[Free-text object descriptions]
^^^^^^^^^^^^^^^^

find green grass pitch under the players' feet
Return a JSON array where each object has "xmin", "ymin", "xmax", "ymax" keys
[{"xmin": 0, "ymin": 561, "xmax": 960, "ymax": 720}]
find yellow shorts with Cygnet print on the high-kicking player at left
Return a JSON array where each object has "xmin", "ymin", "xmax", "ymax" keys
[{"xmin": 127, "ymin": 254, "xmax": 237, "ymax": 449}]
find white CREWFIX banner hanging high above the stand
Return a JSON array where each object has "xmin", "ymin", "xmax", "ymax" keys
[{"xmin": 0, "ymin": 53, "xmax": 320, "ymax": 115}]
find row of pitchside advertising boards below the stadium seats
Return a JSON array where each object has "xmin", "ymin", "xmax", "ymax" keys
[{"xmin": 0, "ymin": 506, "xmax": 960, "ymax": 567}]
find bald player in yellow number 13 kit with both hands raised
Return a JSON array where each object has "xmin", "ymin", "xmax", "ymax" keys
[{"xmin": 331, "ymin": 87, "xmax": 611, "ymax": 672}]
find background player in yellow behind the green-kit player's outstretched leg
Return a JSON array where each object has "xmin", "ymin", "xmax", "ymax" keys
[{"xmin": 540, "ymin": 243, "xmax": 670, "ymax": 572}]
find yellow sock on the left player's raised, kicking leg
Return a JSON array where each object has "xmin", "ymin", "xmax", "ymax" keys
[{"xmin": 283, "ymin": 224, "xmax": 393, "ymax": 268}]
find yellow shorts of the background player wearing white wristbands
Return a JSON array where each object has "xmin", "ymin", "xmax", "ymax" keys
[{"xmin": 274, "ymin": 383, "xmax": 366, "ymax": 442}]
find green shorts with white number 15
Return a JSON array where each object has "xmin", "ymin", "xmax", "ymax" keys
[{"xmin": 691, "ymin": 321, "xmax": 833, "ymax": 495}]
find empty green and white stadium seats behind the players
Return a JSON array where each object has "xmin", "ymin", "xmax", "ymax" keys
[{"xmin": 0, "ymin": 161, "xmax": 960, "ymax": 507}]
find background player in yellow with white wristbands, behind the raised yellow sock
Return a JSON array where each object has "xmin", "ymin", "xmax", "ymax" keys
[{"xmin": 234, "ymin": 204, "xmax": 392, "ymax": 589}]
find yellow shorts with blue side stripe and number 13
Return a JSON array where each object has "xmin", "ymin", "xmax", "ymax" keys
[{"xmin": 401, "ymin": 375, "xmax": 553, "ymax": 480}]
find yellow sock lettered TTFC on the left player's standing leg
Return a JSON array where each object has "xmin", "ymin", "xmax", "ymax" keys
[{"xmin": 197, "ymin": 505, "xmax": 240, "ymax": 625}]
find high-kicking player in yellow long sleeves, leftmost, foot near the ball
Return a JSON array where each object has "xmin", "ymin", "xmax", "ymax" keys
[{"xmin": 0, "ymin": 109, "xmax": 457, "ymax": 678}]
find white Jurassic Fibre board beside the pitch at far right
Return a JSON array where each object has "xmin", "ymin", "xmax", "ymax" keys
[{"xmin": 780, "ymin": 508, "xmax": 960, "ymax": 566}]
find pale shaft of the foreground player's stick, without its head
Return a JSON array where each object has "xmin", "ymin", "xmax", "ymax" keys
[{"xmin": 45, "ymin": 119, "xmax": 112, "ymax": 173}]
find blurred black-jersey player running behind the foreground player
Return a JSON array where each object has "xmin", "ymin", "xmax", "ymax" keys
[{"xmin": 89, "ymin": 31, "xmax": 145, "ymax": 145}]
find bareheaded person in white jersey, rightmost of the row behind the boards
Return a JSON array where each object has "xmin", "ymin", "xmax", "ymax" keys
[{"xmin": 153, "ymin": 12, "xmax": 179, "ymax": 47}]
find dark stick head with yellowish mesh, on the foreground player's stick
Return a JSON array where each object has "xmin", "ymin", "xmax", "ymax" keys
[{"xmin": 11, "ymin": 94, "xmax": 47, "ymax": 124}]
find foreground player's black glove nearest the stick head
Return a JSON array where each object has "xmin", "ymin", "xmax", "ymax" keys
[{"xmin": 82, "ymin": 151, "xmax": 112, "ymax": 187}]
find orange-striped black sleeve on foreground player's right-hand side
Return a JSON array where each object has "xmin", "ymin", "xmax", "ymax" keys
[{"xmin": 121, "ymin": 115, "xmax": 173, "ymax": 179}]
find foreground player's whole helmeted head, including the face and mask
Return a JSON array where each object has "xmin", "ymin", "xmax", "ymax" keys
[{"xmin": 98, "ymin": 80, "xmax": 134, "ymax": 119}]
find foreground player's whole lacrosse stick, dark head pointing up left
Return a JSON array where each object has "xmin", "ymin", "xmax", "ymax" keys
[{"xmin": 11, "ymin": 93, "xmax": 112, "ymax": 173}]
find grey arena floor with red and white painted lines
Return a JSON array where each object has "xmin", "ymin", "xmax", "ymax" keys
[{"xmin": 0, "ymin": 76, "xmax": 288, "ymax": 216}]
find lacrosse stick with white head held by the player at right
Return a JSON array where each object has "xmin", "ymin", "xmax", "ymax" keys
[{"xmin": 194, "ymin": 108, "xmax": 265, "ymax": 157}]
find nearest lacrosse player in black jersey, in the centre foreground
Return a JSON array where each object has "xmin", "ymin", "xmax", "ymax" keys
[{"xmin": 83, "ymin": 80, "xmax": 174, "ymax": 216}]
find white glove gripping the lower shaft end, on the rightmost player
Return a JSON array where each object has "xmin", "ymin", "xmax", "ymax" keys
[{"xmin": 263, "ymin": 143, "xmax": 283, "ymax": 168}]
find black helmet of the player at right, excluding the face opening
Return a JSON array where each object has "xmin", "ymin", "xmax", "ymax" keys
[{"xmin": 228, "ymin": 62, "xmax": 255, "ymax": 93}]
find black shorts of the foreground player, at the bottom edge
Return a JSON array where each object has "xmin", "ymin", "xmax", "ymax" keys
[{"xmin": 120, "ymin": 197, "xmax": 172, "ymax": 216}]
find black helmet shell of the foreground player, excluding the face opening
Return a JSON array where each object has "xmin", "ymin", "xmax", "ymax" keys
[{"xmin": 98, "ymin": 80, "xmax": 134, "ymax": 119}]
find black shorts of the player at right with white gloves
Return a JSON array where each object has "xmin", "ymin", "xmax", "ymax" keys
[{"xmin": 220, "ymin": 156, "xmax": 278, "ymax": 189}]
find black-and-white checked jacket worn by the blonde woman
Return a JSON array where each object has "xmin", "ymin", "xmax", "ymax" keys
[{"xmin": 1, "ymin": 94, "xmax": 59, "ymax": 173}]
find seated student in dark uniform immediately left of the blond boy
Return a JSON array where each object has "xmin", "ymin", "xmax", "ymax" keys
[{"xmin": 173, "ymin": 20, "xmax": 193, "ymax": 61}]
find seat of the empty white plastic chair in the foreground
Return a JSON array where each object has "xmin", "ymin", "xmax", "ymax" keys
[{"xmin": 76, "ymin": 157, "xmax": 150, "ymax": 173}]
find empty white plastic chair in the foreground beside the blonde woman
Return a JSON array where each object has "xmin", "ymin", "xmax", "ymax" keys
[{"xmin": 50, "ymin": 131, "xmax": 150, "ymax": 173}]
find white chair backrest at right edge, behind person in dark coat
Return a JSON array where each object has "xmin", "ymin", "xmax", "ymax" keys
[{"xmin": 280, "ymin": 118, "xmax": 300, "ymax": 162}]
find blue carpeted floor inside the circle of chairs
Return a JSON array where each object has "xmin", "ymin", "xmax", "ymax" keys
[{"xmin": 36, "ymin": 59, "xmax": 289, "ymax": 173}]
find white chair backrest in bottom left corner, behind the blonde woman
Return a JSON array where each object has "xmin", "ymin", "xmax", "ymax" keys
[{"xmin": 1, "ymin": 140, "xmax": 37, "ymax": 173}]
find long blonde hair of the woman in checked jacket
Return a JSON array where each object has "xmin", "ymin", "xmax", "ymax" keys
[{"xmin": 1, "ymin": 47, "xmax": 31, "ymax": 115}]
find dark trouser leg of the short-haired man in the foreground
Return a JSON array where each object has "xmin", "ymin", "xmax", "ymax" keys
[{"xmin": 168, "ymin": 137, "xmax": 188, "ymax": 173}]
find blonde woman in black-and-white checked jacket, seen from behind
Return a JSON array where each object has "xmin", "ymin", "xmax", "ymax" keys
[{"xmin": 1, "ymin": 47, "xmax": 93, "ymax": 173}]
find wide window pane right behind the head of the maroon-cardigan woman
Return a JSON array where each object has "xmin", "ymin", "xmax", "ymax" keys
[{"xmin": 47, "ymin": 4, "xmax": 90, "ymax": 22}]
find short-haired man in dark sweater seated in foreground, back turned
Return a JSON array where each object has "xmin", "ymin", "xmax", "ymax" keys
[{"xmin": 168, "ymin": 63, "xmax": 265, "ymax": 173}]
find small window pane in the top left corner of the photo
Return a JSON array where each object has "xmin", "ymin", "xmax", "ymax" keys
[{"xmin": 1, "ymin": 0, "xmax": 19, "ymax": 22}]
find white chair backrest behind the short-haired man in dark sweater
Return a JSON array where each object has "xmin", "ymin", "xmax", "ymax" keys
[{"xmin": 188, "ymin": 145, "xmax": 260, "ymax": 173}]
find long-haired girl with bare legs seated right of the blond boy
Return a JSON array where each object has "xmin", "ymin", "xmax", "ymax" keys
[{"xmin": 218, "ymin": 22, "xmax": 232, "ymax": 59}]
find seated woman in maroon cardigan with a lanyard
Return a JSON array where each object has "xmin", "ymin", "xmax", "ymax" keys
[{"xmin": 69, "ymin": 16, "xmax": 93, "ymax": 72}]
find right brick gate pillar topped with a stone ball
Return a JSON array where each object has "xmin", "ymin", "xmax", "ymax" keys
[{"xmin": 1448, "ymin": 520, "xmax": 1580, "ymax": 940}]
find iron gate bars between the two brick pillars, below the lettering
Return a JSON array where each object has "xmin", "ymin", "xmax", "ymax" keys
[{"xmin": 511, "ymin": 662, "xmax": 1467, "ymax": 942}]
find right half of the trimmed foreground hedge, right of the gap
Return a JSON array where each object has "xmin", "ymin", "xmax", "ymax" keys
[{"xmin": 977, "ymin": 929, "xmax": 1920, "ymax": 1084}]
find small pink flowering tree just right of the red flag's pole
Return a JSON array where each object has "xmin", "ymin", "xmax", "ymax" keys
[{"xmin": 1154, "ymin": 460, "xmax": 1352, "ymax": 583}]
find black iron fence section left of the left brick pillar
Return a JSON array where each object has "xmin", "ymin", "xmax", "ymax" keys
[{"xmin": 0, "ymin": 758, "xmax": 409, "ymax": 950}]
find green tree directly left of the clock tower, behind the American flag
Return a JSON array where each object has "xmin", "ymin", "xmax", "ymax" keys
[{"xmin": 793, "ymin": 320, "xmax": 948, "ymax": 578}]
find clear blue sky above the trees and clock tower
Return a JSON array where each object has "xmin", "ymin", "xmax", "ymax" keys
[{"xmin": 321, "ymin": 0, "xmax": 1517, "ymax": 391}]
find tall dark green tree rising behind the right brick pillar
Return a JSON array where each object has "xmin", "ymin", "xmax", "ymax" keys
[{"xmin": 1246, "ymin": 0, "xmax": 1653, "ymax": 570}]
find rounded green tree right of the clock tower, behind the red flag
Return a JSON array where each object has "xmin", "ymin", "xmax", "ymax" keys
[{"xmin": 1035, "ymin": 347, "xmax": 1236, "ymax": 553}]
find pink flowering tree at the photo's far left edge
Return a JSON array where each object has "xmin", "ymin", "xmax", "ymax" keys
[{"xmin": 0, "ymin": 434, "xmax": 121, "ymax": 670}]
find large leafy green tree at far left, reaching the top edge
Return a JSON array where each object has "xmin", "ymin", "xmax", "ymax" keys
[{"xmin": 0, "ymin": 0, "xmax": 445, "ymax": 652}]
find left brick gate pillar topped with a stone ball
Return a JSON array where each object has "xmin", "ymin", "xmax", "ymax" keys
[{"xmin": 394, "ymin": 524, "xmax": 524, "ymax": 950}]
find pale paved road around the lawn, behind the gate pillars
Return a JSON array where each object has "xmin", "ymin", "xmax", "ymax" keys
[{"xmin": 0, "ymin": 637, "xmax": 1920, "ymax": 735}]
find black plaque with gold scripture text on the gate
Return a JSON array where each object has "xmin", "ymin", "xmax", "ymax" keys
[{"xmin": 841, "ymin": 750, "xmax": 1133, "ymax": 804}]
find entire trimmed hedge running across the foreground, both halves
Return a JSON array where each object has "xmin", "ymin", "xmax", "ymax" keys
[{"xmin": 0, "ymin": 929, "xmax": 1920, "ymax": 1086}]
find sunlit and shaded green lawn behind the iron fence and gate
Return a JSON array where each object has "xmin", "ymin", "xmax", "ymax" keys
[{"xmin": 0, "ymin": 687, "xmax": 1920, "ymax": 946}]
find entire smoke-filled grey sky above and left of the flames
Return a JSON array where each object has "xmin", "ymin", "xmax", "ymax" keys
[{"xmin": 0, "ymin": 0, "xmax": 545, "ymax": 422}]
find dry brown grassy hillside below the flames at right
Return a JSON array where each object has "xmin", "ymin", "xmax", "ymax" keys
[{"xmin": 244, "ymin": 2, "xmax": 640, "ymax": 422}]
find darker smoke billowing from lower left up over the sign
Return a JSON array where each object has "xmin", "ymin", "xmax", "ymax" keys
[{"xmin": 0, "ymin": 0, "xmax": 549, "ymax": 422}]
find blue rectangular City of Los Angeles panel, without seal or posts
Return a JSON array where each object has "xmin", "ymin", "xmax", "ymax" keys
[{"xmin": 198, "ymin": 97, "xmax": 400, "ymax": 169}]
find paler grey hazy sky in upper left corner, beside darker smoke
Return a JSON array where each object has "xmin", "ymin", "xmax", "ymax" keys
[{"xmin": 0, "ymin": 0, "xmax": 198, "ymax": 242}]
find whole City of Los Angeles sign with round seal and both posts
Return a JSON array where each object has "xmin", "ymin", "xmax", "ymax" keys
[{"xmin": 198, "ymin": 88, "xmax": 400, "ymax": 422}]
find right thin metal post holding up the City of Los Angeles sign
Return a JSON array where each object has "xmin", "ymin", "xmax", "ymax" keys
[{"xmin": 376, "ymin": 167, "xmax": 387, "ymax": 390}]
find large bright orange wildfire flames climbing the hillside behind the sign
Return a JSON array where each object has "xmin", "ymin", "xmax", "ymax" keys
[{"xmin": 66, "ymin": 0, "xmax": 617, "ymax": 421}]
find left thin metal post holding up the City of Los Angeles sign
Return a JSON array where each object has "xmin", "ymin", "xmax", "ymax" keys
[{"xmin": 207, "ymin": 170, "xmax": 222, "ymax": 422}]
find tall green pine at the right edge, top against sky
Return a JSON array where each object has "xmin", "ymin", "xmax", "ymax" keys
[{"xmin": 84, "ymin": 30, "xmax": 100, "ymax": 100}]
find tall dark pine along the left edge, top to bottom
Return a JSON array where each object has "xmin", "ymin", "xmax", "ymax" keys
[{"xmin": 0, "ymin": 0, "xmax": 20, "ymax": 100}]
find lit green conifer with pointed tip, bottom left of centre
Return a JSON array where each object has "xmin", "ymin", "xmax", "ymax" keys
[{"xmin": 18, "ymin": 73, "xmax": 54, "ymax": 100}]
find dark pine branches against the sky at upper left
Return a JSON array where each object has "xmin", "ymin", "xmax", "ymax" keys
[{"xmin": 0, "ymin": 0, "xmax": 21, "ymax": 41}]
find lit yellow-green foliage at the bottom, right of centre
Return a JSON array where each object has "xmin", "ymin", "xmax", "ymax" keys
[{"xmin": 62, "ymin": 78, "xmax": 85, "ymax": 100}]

^^^^^^^^^^^^^^^^

## Problem details
Lines from the start of the entries through the one containing "find row of" are to be set down again exactly, both ends included.

## Response to the exercise
find green grass pitch under the players' feet
Return a JSON array where each object has "xmin", "ymin", "xmax", "ymax" keys
[{"xmin": 0, "ymin": 561, "xmax": 960, "ymax": 720}]
find yellow shorts with Cygnet print on the high-kicking player at left
Return a JSON array where each object has "xmin", "ymin", "xmax", "ymax" keys
[{"xmin": 127, "ymin": 254, "xmax": 237, "ymax": 449}]
find white CREWFIX banner hanging high above the stand
Return a JSON array where each object has "xmin", "ymin", "xmax", "ymax" keys
[{"xmin": 0, "ymin": 53, "xmax": 320, "ymax": 115}]
find row of pitchside advertising boards below the stadium seats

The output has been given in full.